Task to carry out ::
Please find every line in the records that contains the string "positive", matching case exactly, and copy each of those lines.

==== Data in this exercise ====

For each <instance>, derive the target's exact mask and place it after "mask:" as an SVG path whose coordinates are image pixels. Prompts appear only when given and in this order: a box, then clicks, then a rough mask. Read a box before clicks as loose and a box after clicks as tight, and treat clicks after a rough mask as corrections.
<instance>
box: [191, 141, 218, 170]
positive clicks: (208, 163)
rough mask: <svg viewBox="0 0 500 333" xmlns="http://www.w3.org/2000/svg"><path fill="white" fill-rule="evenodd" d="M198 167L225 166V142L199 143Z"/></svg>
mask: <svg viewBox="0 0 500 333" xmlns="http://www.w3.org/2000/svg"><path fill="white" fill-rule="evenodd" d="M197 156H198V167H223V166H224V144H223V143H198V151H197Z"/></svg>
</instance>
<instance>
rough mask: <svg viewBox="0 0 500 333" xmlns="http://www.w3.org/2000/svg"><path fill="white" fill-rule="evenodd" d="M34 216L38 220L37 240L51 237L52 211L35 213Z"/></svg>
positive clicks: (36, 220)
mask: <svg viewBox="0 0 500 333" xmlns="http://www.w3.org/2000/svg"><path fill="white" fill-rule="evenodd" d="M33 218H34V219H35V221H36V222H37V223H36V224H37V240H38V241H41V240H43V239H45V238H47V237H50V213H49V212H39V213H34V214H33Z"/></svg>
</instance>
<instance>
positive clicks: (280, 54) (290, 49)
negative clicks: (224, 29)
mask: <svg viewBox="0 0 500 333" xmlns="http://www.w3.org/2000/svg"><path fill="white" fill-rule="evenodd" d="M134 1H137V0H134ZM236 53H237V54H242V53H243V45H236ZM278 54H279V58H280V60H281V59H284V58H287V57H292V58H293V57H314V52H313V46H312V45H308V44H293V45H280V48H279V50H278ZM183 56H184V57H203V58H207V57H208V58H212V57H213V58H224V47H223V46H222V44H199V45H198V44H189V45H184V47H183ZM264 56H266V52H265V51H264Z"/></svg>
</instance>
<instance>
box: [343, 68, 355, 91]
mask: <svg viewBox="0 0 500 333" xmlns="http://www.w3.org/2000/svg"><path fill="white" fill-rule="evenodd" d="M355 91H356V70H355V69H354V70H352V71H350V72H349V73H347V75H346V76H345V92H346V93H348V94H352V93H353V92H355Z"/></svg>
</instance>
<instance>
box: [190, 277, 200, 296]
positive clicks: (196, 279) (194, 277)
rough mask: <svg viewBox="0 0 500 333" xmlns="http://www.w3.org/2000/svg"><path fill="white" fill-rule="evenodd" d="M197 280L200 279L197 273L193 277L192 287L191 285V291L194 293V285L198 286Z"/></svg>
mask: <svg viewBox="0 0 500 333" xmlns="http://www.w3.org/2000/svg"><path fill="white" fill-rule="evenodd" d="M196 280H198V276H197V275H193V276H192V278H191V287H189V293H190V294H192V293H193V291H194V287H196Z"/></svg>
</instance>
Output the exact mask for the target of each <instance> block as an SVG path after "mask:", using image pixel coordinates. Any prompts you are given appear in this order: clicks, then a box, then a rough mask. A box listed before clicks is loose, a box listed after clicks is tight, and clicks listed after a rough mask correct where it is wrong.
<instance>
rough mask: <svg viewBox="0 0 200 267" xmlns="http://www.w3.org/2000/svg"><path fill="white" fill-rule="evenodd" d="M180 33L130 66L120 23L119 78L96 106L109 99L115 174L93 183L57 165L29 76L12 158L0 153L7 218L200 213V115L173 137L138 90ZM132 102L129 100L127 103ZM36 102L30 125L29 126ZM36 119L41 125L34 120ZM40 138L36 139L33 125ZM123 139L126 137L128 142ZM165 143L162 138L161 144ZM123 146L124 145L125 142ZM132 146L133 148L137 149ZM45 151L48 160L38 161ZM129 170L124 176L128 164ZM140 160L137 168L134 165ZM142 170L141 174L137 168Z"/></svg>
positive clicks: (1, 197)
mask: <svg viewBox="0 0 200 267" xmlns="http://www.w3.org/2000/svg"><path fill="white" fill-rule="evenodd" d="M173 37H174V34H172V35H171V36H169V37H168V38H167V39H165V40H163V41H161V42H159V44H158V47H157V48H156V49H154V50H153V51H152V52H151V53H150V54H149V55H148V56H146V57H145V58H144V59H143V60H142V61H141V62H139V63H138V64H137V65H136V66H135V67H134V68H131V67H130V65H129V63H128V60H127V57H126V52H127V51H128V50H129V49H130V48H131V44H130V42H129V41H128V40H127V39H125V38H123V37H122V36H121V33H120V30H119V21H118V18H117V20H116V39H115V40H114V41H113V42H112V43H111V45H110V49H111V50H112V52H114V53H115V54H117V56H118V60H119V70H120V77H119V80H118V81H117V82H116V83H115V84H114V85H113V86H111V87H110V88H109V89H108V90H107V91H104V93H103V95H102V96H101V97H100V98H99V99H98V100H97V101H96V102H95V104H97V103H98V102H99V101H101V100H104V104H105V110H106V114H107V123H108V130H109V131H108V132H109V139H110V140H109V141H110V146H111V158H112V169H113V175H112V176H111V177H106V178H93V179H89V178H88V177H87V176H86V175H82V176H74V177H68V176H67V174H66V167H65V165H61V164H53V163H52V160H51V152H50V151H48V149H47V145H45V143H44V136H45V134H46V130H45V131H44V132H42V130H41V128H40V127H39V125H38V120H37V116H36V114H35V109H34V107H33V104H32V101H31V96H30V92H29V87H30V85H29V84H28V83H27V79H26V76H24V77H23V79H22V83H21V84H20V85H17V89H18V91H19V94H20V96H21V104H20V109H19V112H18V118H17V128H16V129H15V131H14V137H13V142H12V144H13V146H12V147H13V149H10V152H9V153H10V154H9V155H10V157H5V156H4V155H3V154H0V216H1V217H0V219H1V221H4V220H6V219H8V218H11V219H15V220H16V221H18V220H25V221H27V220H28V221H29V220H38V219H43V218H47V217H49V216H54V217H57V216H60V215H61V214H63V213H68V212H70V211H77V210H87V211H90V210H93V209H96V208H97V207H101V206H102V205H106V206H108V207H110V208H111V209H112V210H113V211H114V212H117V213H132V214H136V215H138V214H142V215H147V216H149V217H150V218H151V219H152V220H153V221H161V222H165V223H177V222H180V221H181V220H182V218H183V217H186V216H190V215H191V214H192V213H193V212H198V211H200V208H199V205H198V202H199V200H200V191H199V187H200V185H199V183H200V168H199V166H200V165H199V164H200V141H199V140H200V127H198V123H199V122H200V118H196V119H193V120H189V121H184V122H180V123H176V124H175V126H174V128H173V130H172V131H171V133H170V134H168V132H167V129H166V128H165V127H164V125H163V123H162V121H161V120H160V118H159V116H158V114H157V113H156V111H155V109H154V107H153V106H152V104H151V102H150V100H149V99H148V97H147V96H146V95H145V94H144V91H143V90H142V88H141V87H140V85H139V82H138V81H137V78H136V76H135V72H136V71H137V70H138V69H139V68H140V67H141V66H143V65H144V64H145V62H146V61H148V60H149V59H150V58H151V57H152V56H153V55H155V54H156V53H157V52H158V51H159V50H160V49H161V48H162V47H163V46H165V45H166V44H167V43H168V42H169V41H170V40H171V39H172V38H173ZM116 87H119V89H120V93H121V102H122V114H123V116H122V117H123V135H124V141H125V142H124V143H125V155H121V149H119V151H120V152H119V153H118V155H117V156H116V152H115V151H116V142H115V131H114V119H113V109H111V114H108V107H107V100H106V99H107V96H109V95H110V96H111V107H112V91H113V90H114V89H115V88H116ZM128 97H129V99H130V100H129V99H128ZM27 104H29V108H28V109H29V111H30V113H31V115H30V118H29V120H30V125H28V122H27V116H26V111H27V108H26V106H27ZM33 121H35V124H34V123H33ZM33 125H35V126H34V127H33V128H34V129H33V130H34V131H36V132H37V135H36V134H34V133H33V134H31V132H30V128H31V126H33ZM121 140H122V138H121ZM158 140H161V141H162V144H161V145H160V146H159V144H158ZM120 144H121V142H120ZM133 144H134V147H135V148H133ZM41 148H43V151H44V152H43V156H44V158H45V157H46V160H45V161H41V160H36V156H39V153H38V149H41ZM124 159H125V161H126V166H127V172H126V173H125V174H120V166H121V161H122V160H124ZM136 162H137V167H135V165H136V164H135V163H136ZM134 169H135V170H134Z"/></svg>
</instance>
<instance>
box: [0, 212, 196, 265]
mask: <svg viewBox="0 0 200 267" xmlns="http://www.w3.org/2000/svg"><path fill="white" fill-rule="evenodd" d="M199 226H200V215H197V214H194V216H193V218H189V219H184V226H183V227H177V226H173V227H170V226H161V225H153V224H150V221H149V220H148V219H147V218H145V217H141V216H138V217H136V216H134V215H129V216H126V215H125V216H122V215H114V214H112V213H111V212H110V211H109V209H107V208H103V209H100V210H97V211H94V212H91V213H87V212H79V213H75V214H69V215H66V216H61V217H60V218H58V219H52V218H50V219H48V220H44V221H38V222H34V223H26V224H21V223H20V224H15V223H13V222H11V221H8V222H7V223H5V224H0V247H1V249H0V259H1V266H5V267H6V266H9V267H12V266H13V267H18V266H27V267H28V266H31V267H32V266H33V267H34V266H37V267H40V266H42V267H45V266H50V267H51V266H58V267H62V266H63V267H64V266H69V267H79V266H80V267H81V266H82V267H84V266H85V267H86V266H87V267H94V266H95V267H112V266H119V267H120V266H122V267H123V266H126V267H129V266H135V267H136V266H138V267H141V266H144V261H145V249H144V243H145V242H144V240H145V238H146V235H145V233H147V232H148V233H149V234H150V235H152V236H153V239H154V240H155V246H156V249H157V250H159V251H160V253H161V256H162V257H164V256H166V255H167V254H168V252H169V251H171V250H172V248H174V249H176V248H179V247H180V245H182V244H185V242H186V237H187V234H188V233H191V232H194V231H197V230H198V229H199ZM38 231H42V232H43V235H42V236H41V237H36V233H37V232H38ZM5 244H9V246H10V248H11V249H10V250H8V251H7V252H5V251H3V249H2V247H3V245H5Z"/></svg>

====

The completed task ::
positive clicks: (208, 163)
positive clicks: (36, 220)
positive clicks: (280, 54) (290, 49)
positive clicks: (196, 279) (194, 277)
positive clicks: (1, 197)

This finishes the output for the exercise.